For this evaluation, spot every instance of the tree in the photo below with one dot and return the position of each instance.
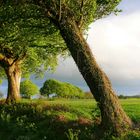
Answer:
(61, 89)
(28, 89)
(23, 28)
(88, 95)
(72, 17)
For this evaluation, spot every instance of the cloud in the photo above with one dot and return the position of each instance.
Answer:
(115, 43)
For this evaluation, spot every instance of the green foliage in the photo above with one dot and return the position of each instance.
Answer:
(72, 135)
(24, 30)
(61, 89)
(27, 89)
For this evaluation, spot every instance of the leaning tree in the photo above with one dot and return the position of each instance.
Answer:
(72, 17)
(22, 30)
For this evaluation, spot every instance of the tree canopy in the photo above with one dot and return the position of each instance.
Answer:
(25, 32)
(61, 89)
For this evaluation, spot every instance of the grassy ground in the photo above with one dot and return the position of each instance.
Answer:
(58, 119)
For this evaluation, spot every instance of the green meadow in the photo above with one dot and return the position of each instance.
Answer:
(59, 119)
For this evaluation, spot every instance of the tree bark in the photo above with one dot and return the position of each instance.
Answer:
(113, 117)
(14, 76)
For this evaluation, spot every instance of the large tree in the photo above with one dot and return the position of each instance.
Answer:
(22, 29)
(72, 17)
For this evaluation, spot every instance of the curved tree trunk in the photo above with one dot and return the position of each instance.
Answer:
(113, 116)
(14, 76)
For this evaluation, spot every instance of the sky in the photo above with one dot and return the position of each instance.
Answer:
(115, 43)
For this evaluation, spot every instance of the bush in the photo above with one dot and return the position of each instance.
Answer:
(61, 89)
(28, 89)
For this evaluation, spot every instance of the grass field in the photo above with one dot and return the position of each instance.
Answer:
(58, 119)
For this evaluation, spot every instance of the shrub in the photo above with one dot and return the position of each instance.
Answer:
(61, 89)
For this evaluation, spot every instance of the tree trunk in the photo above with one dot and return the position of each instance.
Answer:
(14, 76)
(113, 117)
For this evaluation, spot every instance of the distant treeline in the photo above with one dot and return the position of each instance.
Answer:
(126, 97)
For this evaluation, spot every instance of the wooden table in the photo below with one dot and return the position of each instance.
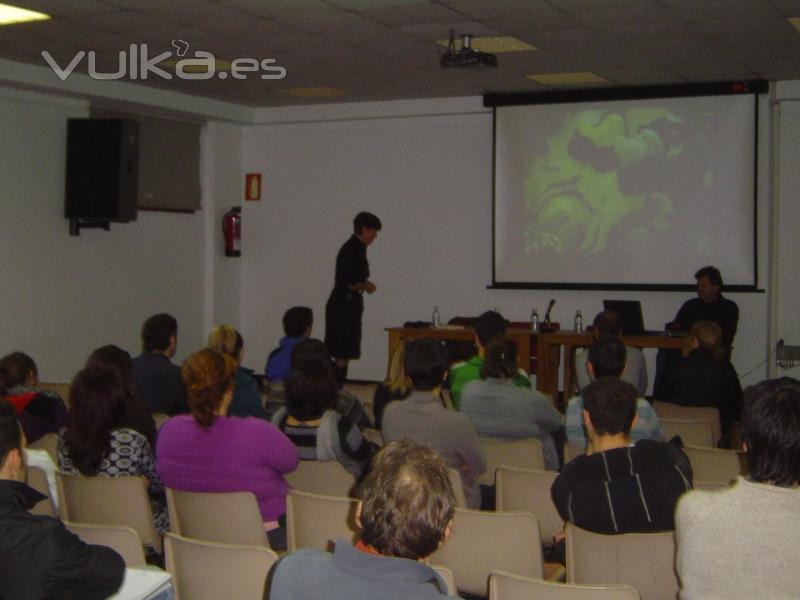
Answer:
(522, 337)
(549, 349)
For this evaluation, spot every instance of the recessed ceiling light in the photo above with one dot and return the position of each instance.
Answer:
(10, 15)
(567, 78)
(495, 44)
(313, 92)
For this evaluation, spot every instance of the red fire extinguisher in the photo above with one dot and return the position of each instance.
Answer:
(232, 230)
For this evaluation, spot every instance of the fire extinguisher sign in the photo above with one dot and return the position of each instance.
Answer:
(252, 186)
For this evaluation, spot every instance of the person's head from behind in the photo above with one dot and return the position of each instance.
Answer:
(208, 377)
(425, 364)
(297, 321)
(12, 459)
(500, 359)
(99, 399)
(609, 407)
(771, 431)
(20, 369)
(709, 283)
(406, 501)
(707, 336)
(607, 323)
(489, 325)
(366, 227)
(606, 358)
(311, 387)
(160, 334)
(225, 339)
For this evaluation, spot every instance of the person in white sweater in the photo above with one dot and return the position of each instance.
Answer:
(741, 542)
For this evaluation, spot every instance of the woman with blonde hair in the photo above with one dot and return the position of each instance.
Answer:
(208, 451)
(246, 397)
(705, 377)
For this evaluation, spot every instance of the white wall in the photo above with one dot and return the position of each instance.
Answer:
(63, 296)
(428, 177)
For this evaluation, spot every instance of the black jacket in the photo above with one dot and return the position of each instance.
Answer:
(40, 558)
(625, 490)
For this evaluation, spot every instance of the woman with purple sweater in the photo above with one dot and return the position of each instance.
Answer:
(208, 451)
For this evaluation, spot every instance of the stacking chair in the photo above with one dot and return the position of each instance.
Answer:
(123, 540)
(481, 542)
(709, 414)
(225, 518)
(505, 586)
(108, 501)
(715, 464)
(527, 490)
(693, 432)
(37, 479)
(210, 571)
(328, 478)
(642, 560)
(526, 453)
(315, 520)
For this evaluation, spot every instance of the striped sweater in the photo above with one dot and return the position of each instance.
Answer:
(624, 490)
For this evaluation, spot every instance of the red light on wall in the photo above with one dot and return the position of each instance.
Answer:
(252, 186)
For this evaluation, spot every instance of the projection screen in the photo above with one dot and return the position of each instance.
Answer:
(625, 194)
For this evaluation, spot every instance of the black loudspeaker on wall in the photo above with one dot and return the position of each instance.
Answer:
(102, 172)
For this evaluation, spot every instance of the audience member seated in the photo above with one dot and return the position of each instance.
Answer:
(741, 542)
(616, 487)
(499, 409)
(705, 377)
(297, 323)
(39, 411)
(635, 373)
(396, 387)
(489, 325)
(404, 514)
(607, 359)
(138, 417)
(156, 380)
(246, 397)
(310, 420)
(39, 558)
(98, 440)
(207, 451)
(422, 418)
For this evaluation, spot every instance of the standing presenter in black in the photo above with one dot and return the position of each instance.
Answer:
(345, 305)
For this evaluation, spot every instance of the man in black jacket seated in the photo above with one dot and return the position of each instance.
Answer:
(616, 487)
(39, 558)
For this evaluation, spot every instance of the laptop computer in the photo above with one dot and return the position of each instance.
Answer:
(630, 317)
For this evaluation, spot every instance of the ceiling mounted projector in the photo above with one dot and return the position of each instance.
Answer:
(467, 57)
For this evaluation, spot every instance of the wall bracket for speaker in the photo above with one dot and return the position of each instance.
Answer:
(75, 225)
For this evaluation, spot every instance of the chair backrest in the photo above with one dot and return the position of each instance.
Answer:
(322, 477)
(505, 586)
(571, 452)
(316, 520)
(374, 436)
(526, 454)
(715, 464)
(226, 518)
(481, 542)
(709, 414)
(458, 487)
(528, 490)
(644, 561)
(123, 540)
(692, 431)
(108, 501)
(37, 479)
(210, 571)
(48, 442)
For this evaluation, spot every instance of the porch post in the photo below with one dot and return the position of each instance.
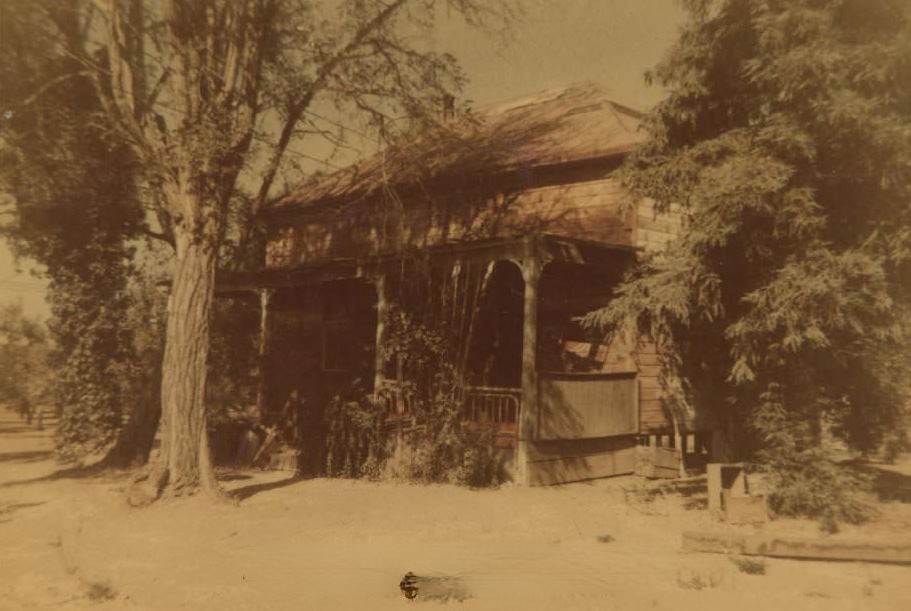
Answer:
(528, 413)
(382, 315)
(265, 322)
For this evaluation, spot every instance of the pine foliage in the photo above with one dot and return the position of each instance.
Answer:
(785, 140)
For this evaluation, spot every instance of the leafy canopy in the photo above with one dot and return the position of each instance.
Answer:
(785, 140)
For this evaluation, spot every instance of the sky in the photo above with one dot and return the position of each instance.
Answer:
(557, 43)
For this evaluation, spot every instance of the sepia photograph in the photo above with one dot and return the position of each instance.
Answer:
(455, 304)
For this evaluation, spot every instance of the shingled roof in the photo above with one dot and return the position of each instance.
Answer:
(548, 129)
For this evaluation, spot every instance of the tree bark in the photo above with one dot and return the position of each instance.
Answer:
(134, 442)
(185, 464)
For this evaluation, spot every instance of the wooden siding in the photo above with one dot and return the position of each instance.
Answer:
(653, 231)
(570, 461)
(581, 406)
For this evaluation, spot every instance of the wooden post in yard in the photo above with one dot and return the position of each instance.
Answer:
(531, 273)
(265, 299)
(382, 315)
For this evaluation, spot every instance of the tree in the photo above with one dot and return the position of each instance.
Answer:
(786, 141)
(23, 361)
(200, 92)
(75, 208)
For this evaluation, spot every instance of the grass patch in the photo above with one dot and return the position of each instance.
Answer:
(750, 566)
(100, 592)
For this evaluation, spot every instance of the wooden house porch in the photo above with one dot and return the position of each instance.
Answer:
(537, 213)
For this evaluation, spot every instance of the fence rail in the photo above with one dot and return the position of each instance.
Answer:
(482, 406)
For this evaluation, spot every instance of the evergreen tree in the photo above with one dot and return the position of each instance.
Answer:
(74, 210)
(786, 141)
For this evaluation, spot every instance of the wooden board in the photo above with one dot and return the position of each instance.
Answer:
(897, 551)
(587, 406)
(572, 469)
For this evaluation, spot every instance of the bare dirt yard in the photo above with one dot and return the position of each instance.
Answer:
(70, 541)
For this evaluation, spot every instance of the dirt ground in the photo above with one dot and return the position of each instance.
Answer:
(70, 542)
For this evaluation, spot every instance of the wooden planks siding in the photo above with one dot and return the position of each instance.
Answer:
(573, 406)
(570, 461)
(652, 230)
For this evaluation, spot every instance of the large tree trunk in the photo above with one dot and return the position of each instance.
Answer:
(185, 465)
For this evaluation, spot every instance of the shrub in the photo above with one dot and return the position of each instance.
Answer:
(355, 444)
(803, 479)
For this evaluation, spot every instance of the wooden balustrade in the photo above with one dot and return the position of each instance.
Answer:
(482, 406)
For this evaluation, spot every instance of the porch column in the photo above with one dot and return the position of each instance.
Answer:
(265, 322)
(382, 316)
(528, 413)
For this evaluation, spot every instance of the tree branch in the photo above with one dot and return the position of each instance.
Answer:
(297, 110)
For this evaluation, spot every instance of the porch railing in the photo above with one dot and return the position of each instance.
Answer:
(496, 408)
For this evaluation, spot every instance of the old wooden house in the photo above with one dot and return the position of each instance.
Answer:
(523, 206)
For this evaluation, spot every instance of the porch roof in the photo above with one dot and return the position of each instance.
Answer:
(545, 247)
(551, 129)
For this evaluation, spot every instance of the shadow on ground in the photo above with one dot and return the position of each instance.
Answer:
(67, 473)
(889, 482)
(32, 456)
(8, 509)
(246, 492)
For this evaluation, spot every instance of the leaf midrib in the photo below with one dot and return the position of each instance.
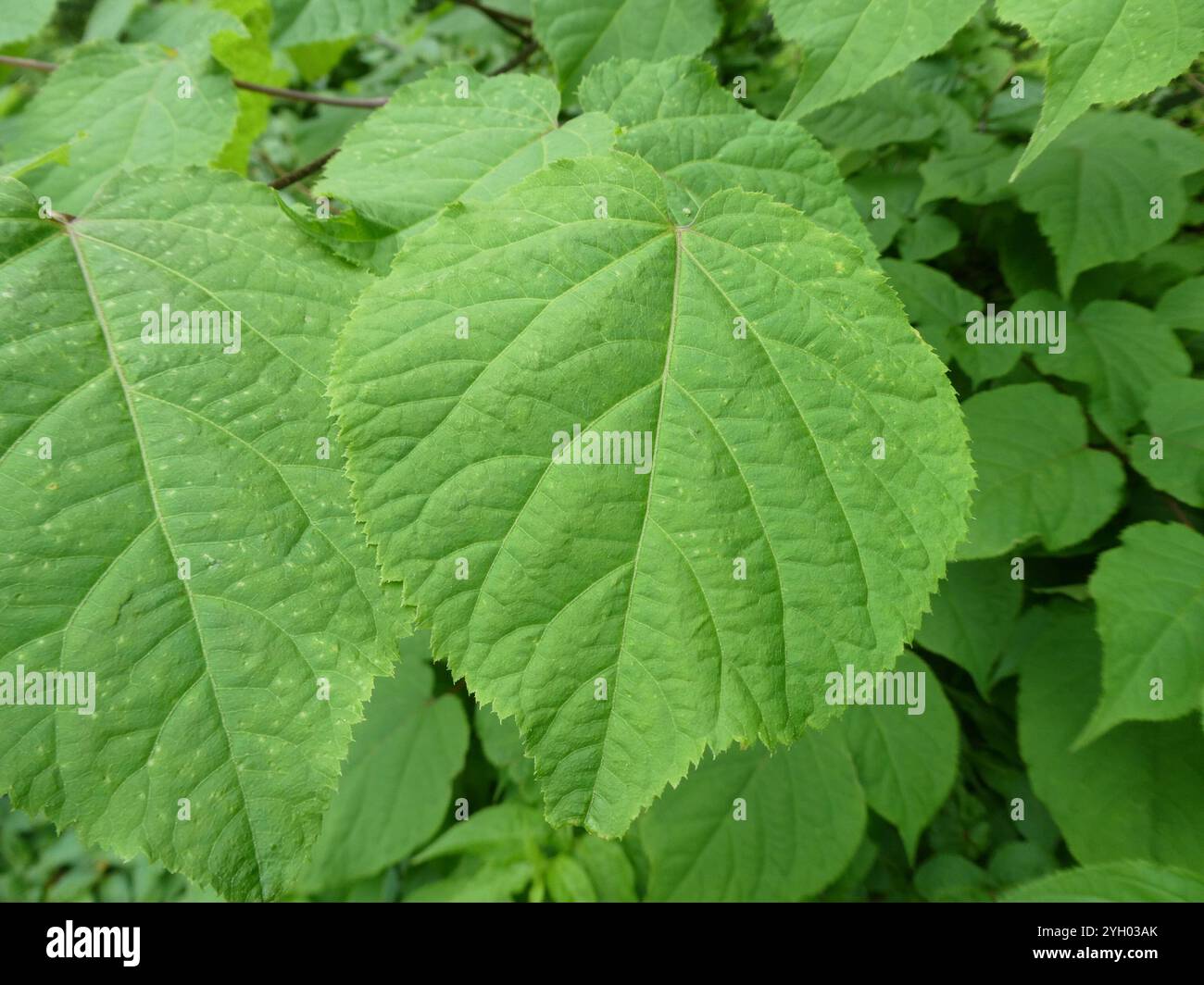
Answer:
(127, 393)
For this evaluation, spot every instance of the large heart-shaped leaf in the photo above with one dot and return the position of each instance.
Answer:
(176, 523)
(789, 468)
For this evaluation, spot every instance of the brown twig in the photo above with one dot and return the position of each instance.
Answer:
(502, 19)
(1171, 501)
(370, 103)
(304, 171)
(28, 63)
(525, 53)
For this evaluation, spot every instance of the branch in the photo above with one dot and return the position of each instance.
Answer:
(507, 22)
(304, 171)
(1171, 501)
(254, 87)
(529, 49)
(369, 103)
(28, 63)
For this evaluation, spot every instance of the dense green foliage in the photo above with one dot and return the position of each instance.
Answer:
(777, 236)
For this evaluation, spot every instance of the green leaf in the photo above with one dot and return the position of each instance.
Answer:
(1035, 476)
(1136, 792)
(127, 98)
(928, 236)
(898, 192)
(849, 44)
(304, 22)
(396, 784)
(24, 19)
(608, 868)
(236, 31)
(952, 878)
(1112, 883)
(895, 111)
(935, 304)
(474, 883)
(677, 118)
(579, 36)
(1104, 51)
(1175, 416)
(973, 168)
(1150, 596)
(108, 19)
(248, 58)
(206, 688)
(502, 745)
(973, 616)
(182, 25)
(505, 831)
(803, 811)
(1092, 191)
(907, 763)
(1124, 355)
(428, 147)
(762, 467)
(938, 307)
(1183, 306)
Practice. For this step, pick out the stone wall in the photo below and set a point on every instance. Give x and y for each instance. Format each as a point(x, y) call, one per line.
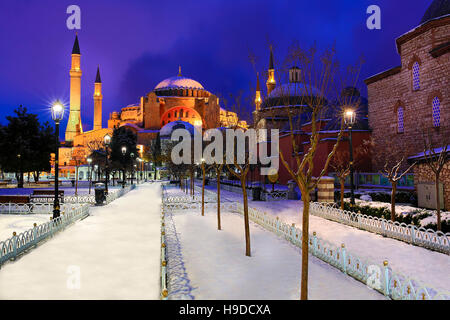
point(393, 88)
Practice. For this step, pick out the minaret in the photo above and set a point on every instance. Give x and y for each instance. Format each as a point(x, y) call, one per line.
point(74, 126)
point(258, 99)
point(98, 97)
point(270, 74)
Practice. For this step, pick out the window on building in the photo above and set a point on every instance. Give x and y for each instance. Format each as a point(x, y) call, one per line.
point(416, 76)
point(400, 127)
point(436, 112)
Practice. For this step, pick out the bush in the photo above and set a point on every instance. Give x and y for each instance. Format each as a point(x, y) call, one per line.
point(385, 213)
point(400, 197)
point(445, 226)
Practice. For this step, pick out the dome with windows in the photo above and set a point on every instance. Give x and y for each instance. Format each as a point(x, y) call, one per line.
point(180, 86)
point(166, 131)
point(178, 82)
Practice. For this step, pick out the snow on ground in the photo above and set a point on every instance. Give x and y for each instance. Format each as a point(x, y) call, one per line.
point(116, 248)
point(218, 268)
point(19, 223)
point(419, 263)
point(405, 209)
point(68, 191)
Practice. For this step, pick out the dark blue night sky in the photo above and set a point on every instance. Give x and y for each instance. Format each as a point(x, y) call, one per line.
point(139, 43)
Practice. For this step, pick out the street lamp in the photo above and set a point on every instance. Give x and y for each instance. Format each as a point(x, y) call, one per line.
point(132, 166)
point(57, 110)
point(107, 141)
point(89, 160)
point(124, 152)
point(349, 119)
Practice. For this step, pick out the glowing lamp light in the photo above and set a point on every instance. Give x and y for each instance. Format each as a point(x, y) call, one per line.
point(57, 111)
point(107, 140)
point(349, 117)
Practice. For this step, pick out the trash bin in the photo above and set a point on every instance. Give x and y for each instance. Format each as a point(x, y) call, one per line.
point(100, 196)
point(256, 193)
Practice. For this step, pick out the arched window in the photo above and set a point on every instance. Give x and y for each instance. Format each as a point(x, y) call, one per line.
point(436, 112)
point(400, 127)
point(416, 76)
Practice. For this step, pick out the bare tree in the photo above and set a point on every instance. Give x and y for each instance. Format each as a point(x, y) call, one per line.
point(435, 160)
point(340, 163)
point(309, 99)
point(394, 165)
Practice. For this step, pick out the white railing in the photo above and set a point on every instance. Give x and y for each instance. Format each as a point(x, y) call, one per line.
point(163, 276)
point(274, 195)
point(379, 277)
point(427, 238)
point(112, 195)
point(17, 244)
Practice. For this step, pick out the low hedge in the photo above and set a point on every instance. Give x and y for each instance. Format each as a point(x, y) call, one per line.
point(400, 197)
point(412, 218)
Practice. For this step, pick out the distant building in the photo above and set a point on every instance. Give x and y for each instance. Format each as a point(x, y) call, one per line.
point(174, 99)
point(414, 96)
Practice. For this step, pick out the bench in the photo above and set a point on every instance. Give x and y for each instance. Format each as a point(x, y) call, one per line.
point(14, 199)
point(47, 194)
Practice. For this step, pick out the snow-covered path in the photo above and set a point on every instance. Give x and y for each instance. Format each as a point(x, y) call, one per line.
point(419, 263)
point(116, 251)
point(217, 267)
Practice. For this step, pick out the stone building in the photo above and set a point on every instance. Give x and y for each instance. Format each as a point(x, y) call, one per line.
point(424, 175)
point(413, 97)
point(175, 98)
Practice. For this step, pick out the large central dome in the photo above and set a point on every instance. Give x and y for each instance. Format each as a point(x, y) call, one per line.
point(178, 82)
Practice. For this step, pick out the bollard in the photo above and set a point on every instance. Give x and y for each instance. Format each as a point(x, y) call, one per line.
point(293, 233)
point(344, 258)
point(314, 243)
point(386, 277)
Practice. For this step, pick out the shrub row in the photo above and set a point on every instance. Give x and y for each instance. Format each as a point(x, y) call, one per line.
point(400, 197)
point(413, 218)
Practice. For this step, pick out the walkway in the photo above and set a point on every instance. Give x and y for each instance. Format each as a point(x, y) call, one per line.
point(112, 254)
point(428, 266)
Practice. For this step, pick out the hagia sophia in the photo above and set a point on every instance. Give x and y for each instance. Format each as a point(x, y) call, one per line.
point(177, 98)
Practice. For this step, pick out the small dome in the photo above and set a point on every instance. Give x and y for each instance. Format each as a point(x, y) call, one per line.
point(178, 82)
point(167, 130)
point(438, 8)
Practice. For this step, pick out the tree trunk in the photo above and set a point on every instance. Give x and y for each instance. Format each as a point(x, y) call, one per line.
point(394, 191)
point(203, 190)
point(219, 227)
point(246, 222)
point(305, 246)
point(438, 203)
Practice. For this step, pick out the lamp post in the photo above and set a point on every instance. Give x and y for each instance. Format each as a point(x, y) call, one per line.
point(350, 121)
point(57, 115)
point(124, 152)
point(89, 160)
point(132, 166)
point(107, 141)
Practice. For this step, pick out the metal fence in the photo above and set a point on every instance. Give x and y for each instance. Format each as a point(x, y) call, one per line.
point(427, 238)
point(45, 205)
point(164, 291)
point(17, 244)
point(378, 276)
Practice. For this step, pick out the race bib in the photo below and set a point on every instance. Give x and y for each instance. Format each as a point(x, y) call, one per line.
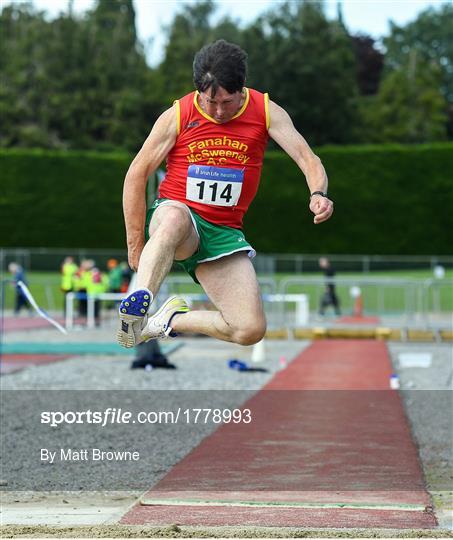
point(214, 185)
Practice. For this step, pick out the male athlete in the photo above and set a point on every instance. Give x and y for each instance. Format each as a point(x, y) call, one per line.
point(214, 141)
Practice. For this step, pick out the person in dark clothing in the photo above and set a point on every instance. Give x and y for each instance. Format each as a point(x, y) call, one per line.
point(329, 298)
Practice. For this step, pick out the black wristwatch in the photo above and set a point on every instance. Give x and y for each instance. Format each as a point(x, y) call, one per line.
point(318, 193)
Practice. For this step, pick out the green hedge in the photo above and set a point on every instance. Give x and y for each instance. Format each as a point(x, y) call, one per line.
point(388, 200)
point(61, 199)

WHAT NEEDS TO BE DONE ->
The lines to reproduce run from the line containing "Practice. For this step, pick out the person" to the end of the listing; write them out exactly and add nothing.

EXERCISE ANSWER ->
Practice. For this step, pick out the person in dark clothing in the photo above and set a point on every instance. Give x and y for each instance. Format each as a point(x, y) call, one per line.
point(329, 298)
Practice. For this step, pick out the black wristwatch in the photo above and set a point on every instance. Give x and y for each instance. Format each as a point(x, y) call, one per line.
point(318, 193)
Practice. For this step, pick out the green hedge in the photo above and set a point on every instance. Give x and y for each instance. Format each as a point(x, y) call, one per line.
point(388, 200)
point(61, 199)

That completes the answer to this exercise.